**PROBLEM SET**.
- a) In the post about health, for how long was the hematoma swollen?
- b) In the post about health, rewrite the passage from "Tedly’s turn. In" up to and including "my husband’s throat?", replacing "ointment" with "cream".

[TEXT PROVIDED]

We’ve all said it, and we all know it: Health is wealth. Especially when you’re in a rural area of a developing nation — in the middle of a global pandemic.
Sometimes it kinda feels like we’re in an episode of that old TV show Survivor.
Mom Diane, Tedly, and I try to keep fit and healthy – all in our own ways. But inevitably, accidents happen because life happens.
Health is wealth
A few months ago, I slipped and fell on a walk into Malay Poblacion about a mile away. I wasn’t watching where I was going as I waved hello to a woman across the street. I landed on the edge of the road with my upper back thigh.
I had a nasty hematoma – it was huge. And I mean: huge. It hurt like a bitch.
It was swollen for two months. In fact, I can still feel a small lump when I push down at the impact spot. Tedly calls me ‘Queen Hematoma.’
I never went to the doctor. But I was a bit concerned about its healing, and about potential blood clots. (I take a post-breast cancer medication with blood clots as possible side effects.)
On the positive side, my new mosquito zapper is working great! In a few days’ time, I have zapped countless blood suckers.
Tedly’s turn. In an unusual development, my husband – never a bug magnet like me – has been bitten by some type of bug (spider?). The bites have caused pus-filled sacks on his upper and lower back, and in the crook of his arm. I’ve been washing the sites and dotting anti-bacterial ointment on them.
And who can forget the (lucky and) funny tale of what a Philippine doctor pulled out of my husband’s throat?
Mom Diane now has a couple of cuts and scrapes from her regional hikes. The wounds are taking a long time to heal.

[/TEXT PROVIDED]
[EXCERPTED RECORDS]

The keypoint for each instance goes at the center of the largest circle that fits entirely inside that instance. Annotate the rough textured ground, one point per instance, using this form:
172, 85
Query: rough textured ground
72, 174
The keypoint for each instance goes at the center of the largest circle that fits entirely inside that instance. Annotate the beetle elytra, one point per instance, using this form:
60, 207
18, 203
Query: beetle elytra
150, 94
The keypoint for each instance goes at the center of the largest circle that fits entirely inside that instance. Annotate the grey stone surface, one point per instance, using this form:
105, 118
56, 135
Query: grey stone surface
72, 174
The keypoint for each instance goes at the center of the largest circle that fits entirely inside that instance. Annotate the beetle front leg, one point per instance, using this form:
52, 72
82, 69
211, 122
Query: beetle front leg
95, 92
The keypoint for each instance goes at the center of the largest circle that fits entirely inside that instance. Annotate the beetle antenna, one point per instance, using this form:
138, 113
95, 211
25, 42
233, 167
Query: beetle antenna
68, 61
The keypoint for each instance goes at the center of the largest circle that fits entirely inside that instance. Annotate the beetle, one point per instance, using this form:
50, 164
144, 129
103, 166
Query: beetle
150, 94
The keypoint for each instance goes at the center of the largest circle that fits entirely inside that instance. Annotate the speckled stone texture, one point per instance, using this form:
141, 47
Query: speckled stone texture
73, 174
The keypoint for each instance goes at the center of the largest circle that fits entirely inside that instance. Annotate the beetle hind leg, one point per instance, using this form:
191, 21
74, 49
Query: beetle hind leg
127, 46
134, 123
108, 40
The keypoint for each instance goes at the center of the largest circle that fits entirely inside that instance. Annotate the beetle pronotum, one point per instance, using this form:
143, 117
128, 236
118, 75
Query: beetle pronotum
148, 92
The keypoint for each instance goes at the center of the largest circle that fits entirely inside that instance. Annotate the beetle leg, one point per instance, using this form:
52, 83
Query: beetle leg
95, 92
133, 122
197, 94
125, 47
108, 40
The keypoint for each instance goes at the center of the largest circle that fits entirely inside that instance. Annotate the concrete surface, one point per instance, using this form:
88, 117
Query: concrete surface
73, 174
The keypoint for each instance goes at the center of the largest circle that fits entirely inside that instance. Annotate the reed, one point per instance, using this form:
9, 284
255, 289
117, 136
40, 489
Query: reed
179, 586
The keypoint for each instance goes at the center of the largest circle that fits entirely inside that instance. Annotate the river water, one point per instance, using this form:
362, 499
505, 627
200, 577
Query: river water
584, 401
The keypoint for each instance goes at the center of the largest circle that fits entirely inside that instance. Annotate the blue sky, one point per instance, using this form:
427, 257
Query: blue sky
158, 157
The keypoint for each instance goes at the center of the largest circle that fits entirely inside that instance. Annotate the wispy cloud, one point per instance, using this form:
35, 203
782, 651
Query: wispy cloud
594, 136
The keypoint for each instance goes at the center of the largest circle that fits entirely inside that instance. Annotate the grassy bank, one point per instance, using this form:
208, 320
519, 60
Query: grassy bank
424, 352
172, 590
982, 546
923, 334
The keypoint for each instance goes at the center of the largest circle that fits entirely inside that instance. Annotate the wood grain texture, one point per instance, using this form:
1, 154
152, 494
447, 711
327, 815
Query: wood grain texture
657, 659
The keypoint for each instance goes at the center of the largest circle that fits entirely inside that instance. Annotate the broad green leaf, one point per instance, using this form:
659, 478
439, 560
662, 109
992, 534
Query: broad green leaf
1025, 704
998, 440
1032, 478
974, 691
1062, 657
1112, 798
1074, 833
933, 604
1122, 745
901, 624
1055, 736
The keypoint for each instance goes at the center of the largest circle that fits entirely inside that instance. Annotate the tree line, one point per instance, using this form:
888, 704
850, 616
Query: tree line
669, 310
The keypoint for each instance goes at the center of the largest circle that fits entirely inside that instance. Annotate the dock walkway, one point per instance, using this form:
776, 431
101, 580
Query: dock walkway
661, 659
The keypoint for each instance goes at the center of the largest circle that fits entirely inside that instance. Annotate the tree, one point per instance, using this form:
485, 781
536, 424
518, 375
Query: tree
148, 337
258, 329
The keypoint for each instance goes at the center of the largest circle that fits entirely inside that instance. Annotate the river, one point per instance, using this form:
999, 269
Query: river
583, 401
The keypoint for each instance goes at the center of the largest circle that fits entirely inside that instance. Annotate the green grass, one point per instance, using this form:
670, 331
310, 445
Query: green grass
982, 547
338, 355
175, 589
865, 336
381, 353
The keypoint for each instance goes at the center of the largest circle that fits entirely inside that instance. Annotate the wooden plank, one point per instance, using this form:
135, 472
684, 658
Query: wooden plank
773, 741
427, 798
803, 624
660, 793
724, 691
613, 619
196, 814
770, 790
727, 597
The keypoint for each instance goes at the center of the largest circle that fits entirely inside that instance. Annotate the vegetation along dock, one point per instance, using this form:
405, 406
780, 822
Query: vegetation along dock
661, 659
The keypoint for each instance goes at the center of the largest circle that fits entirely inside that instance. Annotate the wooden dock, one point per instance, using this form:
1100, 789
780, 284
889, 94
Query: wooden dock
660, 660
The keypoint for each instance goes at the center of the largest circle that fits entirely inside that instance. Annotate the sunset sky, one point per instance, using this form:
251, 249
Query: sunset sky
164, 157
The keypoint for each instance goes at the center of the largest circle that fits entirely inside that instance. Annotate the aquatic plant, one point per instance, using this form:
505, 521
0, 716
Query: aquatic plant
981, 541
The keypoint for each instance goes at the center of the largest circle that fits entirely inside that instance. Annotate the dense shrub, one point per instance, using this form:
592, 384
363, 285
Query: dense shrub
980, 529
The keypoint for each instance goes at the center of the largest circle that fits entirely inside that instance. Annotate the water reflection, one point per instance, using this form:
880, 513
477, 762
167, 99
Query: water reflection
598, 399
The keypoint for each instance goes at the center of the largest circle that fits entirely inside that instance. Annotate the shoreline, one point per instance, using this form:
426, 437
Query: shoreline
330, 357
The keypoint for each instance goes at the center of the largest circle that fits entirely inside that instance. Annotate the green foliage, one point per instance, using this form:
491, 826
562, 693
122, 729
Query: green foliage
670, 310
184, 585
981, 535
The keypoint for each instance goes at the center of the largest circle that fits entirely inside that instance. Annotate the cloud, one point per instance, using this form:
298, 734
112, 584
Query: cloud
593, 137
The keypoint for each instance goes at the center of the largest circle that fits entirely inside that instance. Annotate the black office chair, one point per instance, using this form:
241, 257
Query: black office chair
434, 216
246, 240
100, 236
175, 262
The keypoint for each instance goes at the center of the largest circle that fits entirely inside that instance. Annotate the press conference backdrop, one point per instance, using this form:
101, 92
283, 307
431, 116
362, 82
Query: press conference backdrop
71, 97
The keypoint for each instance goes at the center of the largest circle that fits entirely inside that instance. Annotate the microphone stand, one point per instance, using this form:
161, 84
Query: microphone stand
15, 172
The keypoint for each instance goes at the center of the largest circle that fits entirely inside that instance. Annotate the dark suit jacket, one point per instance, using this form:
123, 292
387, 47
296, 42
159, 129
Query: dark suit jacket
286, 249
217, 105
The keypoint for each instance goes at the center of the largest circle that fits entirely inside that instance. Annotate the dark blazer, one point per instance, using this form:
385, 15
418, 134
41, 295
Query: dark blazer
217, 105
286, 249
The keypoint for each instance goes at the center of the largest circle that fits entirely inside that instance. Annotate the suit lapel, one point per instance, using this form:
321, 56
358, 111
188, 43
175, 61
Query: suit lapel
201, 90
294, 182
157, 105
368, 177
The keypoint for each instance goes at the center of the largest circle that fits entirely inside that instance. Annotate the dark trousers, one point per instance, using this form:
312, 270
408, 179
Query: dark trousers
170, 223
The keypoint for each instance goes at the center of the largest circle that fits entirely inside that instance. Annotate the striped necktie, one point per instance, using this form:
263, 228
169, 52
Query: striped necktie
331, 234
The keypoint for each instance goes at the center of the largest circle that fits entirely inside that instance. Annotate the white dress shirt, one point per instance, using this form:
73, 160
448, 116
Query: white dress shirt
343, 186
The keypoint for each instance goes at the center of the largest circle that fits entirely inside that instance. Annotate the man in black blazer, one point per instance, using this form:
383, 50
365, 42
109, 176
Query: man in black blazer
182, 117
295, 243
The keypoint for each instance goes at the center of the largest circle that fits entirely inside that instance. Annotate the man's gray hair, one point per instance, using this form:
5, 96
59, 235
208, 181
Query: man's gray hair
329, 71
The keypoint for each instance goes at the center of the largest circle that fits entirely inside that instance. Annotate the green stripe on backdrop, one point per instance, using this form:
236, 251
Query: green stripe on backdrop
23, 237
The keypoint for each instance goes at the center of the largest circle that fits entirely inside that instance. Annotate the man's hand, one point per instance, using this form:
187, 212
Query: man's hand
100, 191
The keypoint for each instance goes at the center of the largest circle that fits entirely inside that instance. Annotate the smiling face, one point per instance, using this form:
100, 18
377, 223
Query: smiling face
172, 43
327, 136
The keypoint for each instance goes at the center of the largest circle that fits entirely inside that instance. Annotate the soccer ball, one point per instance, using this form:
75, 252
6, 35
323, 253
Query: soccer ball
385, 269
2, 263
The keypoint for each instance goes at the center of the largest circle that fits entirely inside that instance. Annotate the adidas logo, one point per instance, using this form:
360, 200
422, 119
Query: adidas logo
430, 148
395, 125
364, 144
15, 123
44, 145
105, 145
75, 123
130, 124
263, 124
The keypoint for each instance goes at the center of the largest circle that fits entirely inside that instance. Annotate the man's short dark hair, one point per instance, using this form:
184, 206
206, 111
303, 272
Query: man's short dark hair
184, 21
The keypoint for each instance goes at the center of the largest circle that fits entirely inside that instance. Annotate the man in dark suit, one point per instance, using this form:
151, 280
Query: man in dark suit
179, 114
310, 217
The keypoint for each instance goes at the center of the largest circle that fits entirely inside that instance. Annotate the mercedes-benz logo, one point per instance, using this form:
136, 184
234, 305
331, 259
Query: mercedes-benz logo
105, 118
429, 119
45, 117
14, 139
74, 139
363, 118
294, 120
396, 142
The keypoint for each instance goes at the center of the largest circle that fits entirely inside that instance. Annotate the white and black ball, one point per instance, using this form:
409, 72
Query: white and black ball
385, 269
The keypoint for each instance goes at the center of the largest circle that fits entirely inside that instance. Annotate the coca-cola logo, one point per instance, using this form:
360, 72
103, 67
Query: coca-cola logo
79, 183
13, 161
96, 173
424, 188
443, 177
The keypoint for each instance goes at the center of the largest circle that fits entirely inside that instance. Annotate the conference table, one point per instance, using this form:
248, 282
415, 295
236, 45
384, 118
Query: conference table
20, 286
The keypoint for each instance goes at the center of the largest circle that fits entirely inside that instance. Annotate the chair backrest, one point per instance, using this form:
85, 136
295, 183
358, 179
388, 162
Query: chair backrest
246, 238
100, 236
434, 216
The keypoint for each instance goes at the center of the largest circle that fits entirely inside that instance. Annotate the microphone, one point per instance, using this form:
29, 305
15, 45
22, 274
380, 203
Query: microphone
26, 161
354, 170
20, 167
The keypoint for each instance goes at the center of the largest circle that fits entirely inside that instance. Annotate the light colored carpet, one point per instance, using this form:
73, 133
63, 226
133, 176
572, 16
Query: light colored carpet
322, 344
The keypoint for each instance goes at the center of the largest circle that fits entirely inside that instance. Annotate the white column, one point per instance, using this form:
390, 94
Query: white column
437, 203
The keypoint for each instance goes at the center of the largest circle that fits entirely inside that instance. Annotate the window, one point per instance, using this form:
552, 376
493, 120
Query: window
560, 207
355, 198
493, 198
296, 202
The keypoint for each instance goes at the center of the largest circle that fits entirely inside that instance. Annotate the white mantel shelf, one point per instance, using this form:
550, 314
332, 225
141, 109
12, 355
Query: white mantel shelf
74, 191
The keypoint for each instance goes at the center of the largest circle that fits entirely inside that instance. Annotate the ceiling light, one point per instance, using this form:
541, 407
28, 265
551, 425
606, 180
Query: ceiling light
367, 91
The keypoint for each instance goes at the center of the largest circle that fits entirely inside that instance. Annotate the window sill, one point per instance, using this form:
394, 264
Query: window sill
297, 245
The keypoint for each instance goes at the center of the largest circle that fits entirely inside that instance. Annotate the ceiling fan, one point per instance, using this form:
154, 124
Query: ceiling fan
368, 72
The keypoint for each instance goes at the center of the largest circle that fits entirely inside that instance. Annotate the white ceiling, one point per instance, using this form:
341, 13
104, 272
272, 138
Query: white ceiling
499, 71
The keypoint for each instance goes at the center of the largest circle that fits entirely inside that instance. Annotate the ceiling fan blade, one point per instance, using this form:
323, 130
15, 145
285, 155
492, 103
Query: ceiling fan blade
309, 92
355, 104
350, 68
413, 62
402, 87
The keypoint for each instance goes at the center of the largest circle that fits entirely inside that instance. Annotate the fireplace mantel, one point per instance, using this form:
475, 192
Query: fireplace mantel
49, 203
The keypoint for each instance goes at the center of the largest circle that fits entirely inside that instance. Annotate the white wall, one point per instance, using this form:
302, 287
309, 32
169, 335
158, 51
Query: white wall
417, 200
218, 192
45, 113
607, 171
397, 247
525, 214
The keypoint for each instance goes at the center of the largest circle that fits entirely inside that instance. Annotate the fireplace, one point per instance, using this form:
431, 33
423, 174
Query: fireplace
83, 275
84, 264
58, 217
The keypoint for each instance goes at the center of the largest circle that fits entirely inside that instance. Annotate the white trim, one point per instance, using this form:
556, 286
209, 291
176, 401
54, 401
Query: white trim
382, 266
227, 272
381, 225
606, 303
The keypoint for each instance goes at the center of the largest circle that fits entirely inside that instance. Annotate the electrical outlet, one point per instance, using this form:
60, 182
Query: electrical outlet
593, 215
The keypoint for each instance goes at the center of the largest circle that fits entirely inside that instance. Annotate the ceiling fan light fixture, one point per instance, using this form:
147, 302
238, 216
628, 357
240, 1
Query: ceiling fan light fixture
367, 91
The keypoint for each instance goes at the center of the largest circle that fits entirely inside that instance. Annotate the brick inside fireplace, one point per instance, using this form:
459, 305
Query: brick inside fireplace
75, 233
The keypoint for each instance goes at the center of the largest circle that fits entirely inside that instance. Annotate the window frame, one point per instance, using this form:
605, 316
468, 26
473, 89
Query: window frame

[/EXCERPTED RECORDS]

**ANSWERS FOR THIS EXERCISE**.
- a) Two months.

- b)
Tedly’s turn. In an unusual development, my husband – never a bug magnet like me – has been bitten by some type of bug (spider?). The bites have caused pus-filled sacks on his upper and lower back, and in the crook of his arm. I’ve been washing the sites and dotting anti-bacterial cream on them.
And who can forget the (lucky and) funny tale of what a Philippine doctor pulled out of my husband’s throat?